Material supplied:
§ §

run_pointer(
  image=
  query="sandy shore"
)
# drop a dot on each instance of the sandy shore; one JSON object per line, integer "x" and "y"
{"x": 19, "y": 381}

§ §

Exercise instructions:
Copy down the material above exactly as it is.

Problem solution:
run_pointer(
  image=
  query="sandy shore"
)
# drop a dot on each instance of the sandy shore; one JSON object per line, integer "x" and "y"
{"x": 19, "y": 381}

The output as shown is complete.